(Items from a data source)
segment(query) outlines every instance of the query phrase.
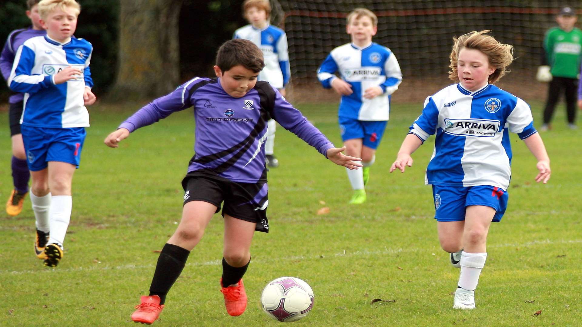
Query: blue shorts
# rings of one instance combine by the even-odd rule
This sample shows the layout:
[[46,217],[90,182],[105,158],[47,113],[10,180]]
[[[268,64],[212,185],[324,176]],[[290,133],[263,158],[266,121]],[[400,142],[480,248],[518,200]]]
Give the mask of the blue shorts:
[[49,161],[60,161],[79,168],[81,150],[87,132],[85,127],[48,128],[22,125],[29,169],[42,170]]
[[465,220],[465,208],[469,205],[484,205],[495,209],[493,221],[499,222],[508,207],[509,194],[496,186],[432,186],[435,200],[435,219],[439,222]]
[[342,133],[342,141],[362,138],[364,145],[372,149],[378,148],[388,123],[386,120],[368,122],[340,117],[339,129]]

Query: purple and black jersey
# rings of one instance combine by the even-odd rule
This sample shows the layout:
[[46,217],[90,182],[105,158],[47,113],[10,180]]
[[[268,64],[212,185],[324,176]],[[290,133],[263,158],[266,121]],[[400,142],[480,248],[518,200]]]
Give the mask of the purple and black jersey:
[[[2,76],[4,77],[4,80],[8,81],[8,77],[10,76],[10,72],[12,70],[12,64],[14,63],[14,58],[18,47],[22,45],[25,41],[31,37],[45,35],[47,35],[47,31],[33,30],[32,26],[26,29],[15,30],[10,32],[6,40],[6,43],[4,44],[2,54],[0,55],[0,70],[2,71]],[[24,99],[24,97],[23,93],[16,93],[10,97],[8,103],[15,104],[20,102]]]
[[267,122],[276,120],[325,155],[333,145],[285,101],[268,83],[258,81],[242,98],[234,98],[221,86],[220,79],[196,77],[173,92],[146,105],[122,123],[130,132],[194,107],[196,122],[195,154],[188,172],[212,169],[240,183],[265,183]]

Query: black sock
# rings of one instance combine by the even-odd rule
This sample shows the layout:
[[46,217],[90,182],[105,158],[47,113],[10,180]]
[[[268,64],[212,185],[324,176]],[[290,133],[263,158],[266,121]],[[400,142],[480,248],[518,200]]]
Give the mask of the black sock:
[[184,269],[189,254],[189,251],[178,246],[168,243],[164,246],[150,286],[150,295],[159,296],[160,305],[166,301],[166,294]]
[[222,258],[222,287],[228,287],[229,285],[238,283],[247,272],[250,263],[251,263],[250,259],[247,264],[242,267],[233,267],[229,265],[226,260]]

Exercise aim >>
Put the lines above, from the line with "Query: purple and black jersey" up to and including the line with "Give the mask of the purple", into a numbered list, leaving out blank lines.

Finished task >>
1. Query: purple and black jersey
2. # rings of one instance combine by the even-odd rule
3. This sample shows the layout:
4. [[46,217],[90,182],[105,158],[47,113],[10,180]]
5. [[[268,64],[212,185],[324,176]],[[290,133],[263,158],[266,121]],[[400,142],[480,248],[518,200]]]
6. Give the mask of the purple and black jersey:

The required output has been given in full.